— BEGIN SELECTION —

In Netivot, poverty compounds the problems of a battered border city
Thousands of the frontline city’s residents are riding out incessant Hamas artillery, citing faith, defiance — and lack of better options
Standing on rubble under the blackened façade of her apartment building in Netivot, Liora Touito watches neighbors load two suitcases into a car.
The site took a rocket hit that killed three neighbors and torched Touito’s yard.
The mother of four would have liked to join the stream of locals who have temporarily left this city of 35,000 residents situated only 11 kilometers (seven miles) from the Gaza border. But Touito is so strapped for cash that she can’t even accept the offers to host her for free courtesy of municipalities and private citizens who are putting up the temporarily displaced.
“The 10th approaches,” she said on Sunday, referencing the date when her credit card bill is due. “I work at a supermarket, and I barely make ends meet as it is. If I don’t work, I can’t pay rent or feed the kids.”
At least 1,300 Israelis have died in the ongoing hostilities with Hamas in Gaza, most of them during a shock incursion by some 1,500 terrorists who on October 7 murdered Israelis en masse, perpetrating atrocities that have shocked the world. Israel has unleashed its artillery and air force on Gaza, killing at least 2,000 people according to Palestinian sources, amid anticipation of a ground invasion to destroy Gaza’s Hamas rulers.
Touito’s predicament is not uncommon for how the poverty of many in the battered cities of the western Negev has compounded their suffering during the region’s 22 years under threat from Gaza rockets. Yet these challenges have neither stopped the city’s growth nor broken many locals’ spirit and faith.
The death of Touito’s neighbors – Raphael Fahimi, his son-in-law Netanel Maskelchi and Maskelchi’s 14-year-old son, Raphael Meir Maskelchi – may have had something to do with poverty, too, Touito says.

— END SELECTION —

CHALLENGE 1
Please reproduce the stretch of the listing from the line containing "[pin] rocky outcrop" through the end of the listing, requests included, multiplying every pin coordinate in the answers by 0.35 and rounding to whole numbers, with halves rounded up. Keep the requests and their format samples unchanged, and return only these lines.

— BEGIN ENTRIES SUPPLIED —

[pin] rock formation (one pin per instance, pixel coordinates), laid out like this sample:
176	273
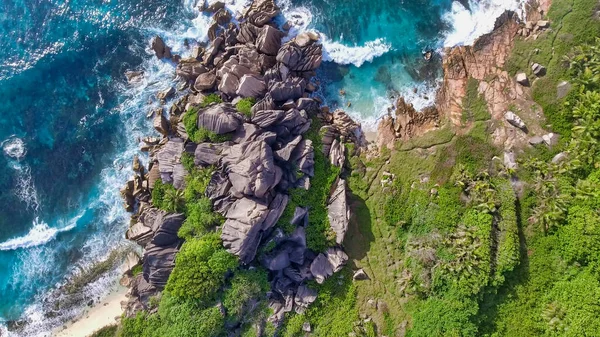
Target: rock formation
267	154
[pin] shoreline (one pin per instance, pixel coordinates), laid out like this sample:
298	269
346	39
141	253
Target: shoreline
99	315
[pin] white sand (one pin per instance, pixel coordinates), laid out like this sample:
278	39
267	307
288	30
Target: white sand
96	317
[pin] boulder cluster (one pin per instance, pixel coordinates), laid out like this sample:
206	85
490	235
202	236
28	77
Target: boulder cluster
266	154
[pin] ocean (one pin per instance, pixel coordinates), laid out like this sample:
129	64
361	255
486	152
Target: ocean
70	123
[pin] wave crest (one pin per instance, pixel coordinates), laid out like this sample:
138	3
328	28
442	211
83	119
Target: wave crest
468	25
39	234
356	55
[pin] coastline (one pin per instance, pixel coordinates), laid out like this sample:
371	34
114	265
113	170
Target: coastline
97	316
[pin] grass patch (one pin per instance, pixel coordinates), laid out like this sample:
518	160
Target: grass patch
244	106
474	104
432	138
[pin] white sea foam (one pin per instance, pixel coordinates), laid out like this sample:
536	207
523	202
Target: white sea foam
14	147
39	234
356	55
24	187
468	25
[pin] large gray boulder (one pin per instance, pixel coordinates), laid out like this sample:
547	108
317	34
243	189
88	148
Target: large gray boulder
266	118
305	296
292	88
205	81
261	12
190	69
514	120
300	59
303	157
242	230
251	86
268	40
338	212
160	48
169	156
251	169
209	154
219	118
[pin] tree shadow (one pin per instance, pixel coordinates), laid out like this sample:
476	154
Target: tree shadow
491	301
359	235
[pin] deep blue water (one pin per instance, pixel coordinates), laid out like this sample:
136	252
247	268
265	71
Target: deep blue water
69	122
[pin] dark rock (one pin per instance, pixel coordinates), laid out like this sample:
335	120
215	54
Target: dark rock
215	6
222	16
161	124
268	40
360	275
190	69
337	153
300	214
247	33
337	211
276	208
166	94
324	265
160	48
242	230
261	12
169	156
562	89
285	153
536	140
251	86
305	296
219	118
538	70
292	88
251	169
514	120
266	118
209	154
303	157
206	81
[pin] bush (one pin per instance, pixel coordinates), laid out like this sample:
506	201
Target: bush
474	104
200	219
190	122
200	269
319	234
244	106
246	285
167	197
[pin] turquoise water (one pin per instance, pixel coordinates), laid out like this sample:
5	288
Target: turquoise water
69	122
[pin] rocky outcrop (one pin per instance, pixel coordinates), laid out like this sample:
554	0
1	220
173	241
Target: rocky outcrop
406	123
267	153
219	118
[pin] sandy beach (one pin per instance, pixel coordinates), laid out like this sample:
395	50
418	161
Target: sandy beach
96	317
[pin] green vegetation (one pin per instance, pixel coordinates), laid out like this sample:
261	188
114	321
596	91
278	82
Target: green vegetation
107	331
572	25
319	234
474	105
334	312
244	106
200	269
190	122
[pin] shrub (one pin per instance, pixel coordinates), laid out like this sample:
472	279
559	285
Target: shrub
244	106
167	197
190	122
246	285
200	219
474	105
107	331
200	269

— END ENTRIES SUPPLIED —

CHALLENGE 2
Repeat the Netivot article word for word.

TASK SOLUTION 1
[pin] rocky outcrop (one pin per instance, pixel coordinates), laid out like this sample:
554	0
1	220
173	241
Target: rocky outcrop
142	43
93	54
77	41
[pin] sandy beach (one pin per instance, pixel coordinates), laid out like this sample:
395	50
418	161
Target: sandy beach
34	111
[pin] green vegetation (one pin per instance, pixel coordinates), laid out like this sample:
261	188
114	321
596	91
278	82
Target: green vegetation
37	116
200	9
112	82
166	37
117	109
85	37
70	94
67	43
[pin] shrub (one pin per instance, pixel coordinates), laid out like this sample:
472	279
559	285
Target: shrub
85	37
58	69
67	43
86	100
70	77
166	37
37	116
70	94

TASK SOLUTION 2
In Netivot, poverty compounds the problems of a battered border city
Thousands of the frontline city’s residents are riding out incessant Hamas artillery, citing faith, defiance — and lack of better options
Standing on rubble under the blackened façade of her apartment building in Netivot, Liora Touito watches neighbors load two suitcases into a car.
The site took a rocket hit that killed three neighbors and torched Touito’s yard.
The mother of four would have liked to join the stream of locals who have temporarily left this city of 35,000 residents situated only 11 kilometers (seven miles) from the Gaza border. But Touito is so strapped for cash that she can’t even accept the offers to host her for free courtesy of municipalities and private citizens who are putting up the temporarily displaced.
“The 10th approaches,” she said on Sunday, referencing the date when her credit card bill is due. “I work at a supermarket, and I barely make ends meet as it is. If I don’t work, I can’t pay rent or feed the kids.”
At least 1,300 Israelis have died in the ongoing hostilities with Hamas in Gaza, most of them during a shock incursion by some 1,500 terrorists who on October 7 murdered Israelis en masse, perpetrating atrocities that have shocked the world. Israel has unleashed its artillery and air force on Gaza, killing at least 2,000 people according to Palestinian sources, amid anticipation of a ground invasion to destroy Gaza’s Hamas rulers.
Touito’s predicament is not uncommon for how the poverty of many in the battered cities of the western Negev has compounded their suffering during the region’s 22 years under threat from Gaza rockets. Yet these challenges have neither stopped the city’s growth nor broken many locals’ spirit and faith.
The death of Touito’s neighbors – Raphael Fahimi, his son-in-law Netanel Maskelchi and Maskelchi’s 14-year-old son, Raphael Meir Maskelchi – may have had something to do with poverty, too, Touito says.